**Task**.
What you give back should be exactly the opening lines of the data, ending with the line that contains "Find all occurrences of accreditation badge." and including it.

Top of Supplied information

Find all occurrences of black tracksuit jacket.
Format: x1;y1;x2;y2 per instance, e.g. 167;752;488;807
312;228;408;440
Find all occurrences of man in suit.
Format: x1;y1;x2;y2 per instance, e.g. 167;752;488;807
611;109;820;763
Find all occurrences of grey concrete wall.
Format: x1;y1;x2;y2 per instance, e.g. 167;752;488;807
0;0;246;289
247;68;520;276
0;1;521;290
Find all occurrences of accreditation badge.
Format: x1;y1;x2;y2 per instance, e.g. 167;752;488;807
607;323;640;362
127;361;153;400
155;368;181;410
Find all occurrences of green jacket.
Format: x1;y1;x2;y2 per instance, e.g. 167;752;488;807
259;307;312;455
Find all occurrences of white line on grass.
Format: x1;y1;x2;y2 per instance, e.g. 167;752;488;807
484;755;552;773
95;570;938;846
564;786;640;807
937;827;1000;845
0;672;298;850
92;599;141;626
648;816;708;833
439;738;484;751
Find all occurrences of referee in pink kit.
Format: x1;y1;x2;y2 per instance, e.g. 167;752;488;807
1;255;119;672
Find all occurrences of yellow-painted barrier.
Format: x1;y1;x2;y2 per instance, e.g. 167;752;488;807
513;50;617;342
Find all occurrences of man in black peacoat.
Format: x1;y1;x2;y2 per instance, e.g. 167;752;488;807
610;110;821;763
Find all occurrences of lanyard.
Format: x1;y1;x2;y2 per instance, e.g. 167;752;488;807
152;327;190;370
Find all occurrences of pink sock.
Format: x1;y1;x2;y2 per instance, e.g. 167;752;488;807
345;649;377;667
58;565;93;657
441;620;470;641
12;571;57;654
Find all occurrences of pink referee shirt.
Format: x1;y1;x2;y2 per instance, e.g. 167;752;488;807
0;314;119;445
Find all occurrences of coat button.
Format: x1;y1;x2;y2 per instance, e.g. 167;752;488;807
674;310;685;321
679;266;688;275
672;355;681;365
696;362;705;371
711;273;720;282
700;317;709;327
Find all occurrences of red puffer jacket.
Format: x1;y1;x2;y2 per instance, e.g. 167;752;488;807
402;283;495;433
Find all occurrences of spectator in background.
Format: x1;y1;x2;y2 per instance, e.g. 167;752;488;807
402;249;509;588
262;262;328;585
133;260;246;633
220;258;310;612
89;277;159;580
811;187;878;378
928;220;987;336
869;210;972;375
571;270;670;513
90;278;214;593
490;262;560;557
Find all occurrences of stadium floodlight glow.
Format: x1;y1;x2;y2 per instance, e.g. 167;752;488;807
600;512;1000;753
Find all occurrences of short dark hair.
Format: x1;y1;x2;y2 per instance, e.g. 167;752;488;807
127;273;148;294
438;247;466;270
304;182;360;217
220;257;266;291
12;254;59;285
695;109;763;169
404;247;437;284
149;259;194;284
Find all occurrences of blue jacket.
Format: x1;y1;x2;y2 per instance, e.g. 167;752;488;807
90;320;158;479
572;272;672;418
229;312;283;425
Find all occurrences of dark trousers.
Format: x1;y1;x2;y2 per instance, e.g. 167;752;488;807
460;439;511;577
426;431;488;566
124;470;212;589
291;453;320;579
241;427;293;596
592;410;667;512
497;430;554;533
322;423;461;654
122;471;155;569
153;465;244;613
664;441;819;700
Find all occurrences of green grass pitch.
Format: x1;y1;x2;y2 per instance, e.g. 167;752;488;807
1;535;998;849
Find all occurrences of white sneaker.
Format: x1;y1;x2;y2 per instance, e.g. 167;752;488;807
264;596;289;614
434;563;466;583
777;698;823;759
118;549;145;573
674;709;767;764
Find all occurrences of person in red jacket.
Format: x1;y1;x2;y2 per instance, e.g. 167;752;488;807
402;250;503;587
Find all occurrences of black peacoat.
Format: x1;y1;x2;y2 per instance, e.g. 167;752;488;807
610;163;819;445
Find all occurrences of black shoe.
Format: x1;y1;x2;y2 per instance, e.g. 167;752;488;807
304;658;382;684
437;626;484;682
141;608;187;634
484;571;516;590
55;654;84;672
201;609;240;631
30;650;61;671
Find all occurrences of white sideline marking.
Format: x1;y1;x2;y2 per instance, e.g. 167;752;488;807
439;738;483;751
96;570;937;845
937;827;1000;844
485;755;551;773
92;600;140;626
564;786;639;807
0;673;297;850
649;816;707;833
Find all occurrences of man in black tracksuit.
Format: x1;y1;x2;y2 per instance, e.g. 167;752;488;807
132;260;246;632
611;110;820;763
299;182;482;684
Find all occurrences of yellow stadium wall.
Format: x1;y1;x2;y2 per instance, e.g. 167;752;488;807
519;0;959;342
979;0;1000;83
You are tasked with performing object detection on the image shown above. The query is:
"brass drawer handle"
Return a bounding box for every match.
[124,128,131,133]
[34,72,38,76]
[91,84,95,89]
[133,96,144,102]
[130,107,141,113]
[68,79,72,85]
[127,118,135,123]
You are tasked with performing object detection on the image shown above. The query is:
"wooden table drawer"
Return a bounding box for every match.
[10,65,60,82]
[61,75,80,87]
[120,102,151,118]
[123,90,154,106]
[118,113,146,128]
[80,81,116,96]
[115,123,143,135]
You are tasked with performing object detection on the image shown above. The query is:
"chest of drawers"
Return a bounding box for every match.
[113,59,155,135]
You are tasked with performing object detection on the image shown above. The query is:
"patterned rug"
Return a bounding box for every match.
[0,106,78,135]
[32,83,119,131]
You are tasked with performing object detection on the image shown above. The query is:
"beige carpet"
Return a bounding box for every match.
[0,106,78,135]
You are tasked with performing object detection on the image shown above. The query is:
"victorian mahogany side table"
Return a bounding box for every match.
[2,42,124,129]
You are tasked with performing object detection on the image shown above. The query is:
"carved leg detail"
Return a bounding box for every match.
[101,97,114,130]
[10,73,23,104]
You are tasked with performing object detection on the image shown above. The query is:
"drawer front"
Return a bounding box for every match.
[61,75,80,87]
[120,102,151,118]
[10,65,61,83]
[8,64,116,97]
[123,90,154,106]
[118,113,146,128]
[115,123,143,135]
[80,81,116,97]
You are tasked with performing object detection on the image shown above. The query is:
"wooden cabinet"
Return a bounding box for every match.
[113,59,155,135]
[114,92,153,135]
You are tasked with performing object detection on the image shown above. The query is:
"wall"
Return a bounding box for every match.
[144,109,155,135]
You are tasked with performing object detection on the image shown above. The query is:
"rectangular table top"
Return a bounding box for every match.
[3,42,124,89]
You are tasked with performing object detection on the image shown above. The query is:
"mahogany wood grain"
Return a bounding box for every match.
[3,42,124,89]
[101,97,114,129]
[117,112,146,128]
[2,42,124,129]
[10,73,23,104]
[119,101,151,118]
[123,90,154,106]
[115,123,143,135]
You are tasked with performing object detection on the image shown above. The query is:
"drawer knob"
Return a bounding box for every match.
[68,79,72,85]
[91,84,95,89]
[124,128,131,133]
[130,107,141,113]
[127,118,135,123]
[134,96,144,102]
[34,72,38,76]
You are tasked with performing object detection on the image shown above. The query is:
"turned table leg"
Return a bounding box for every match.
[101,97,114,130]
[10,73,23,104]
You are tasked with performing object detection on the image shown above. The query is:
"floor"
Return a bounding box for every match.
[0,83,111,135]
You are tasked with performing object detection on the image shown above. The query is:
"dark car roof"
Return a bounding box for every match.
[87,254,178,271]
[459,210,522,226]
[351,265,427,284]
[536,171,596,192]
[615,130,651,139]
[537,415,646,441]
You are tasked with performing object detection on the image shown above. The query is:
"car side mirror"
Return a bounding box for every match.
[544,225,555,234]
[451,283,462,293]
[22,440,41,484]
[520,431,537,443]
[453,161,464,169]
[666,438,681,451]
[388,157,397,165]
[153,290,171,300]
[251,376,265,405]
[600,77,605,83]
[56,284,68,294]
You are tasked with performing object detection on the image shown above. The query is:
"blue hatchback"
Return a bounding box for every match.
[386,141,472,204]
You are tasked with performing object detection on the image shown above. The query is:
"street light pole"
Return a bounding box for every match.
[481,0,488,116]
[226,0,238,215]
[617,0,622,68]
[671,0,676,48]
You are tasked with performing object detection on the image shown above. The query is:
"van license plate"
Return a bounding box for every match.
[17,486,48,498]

Bottom of Supplied information

**Exercise result**.
Find all occurrences of black tracksuit jacket.
Format: x1;y1;x2;y2 per instance, e.g. 167;752;488;807
312;228;408;440
Find all occurrences of man in suit.
Format: x1;y1;x2;y2 per instance, e.g. 167;752;488;807
611;109;820;763
Find all occurrences of grey concrete wall.
Format: x1;y1;x2;y2 per instance, e.g. 167;752;488;807
0;0;246;289
247;68;520;276
0;1;521;290
Find all occurrences of accreditation badge.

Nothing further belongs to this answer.